◆ THE TASK:
Your job is to return every line in the data holding the string "trace".

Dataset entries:
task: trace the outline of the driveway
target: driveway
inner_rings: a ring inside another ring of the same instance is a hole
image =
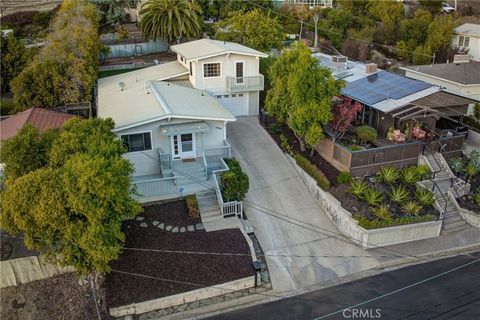
[[[227,134],[250,178],[244,210],[267,255],[275,291],[299,290],[379,265],[339,235],[256,117],[228,124]]]

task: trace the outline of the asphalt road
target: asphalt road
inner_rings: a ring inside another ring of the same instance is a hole
[[[480,319],[480,252],[405,267],[209,319]]]

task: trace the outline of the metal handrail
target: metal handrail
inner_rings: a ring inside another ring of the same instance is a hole
[[[433,160],[435,160],[435,163],[437,164],[438,166],[438,170],[437,171],[433,171],[433,176],[432,176],[432,179],[435,179],[435,175],[437,172],[441,172],[442,171],[442,165],[438,162],[437,158],[435,158],[435,155],[433,154],[433,152],[430,150],[430,148],[428,147],[428,143],[425,142],[423,144],[423,150],[422,150],[422,155],[425,155],[425,149],[428,150],[428,153],[430,153],[432,155],[432,158]]]
[[[440,189],[440,187],[439,187],[438,184],[435,182],[435,180],[429,179],[429,181],[431,181],[431,182],[433,183],[432,192],[435,193],[435,187],[437,187],[440,195],[442,196],[443,200],[445,201],[445,206],[444,206],[444,208],[443,208],[443,212],[440,212],[440,216],[438,217],[438,220],[443,220],[443,217],[444,217],[445,214],[447,213],[447,199],[446,199],[445,196],[443,195],[442,189]],[[436,193],[435,193],[435,194],[436,194]]]
[[[460,194],[458,193],[458,189],[457,189],[457,186],[455,185],[455,180],[457,180],[459,178],[455,177],[455,178],[450,178],[450,188],[453,189],[453,191],[455,191],[455,193],[457,194],[457,199],[462,202],[462,197],[460,196]],[[461,179],[459,179],[461,180]],[[463,180],[461,180],[463,181]]]
[[[220,187],[220,182],[218,181],[217,175],[219,175],[221,172],[225,172],[225,171],[230,170],[230,168],[225,163],[225,160],[220,159],[220,161],[223,165],[223,168],[212,171],[212,176],[213,176],[213,186],[215,187],[215,193],[217,195],[217,200],[218,200],[218,204],[219,204],[219,207],[220,207],[220,212],[222,213],[222,217],[224,217],[225,216],[225,207],[239,206],[240,208],[242,208],[242,202],[241,201],[229,201],[229,202],[224,202],[223,201],[222,189]],[[237,214],[240,214],[240,215],[242,214],[241,209],[240,209],[240,212],[235,212],[235,215],[237,215]]]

◆ ANSWER TO THE PROBLEM:
task: trace the outline of the driveway
task: trace the outline of the asphalt road
task: trace the outline of the metal handrail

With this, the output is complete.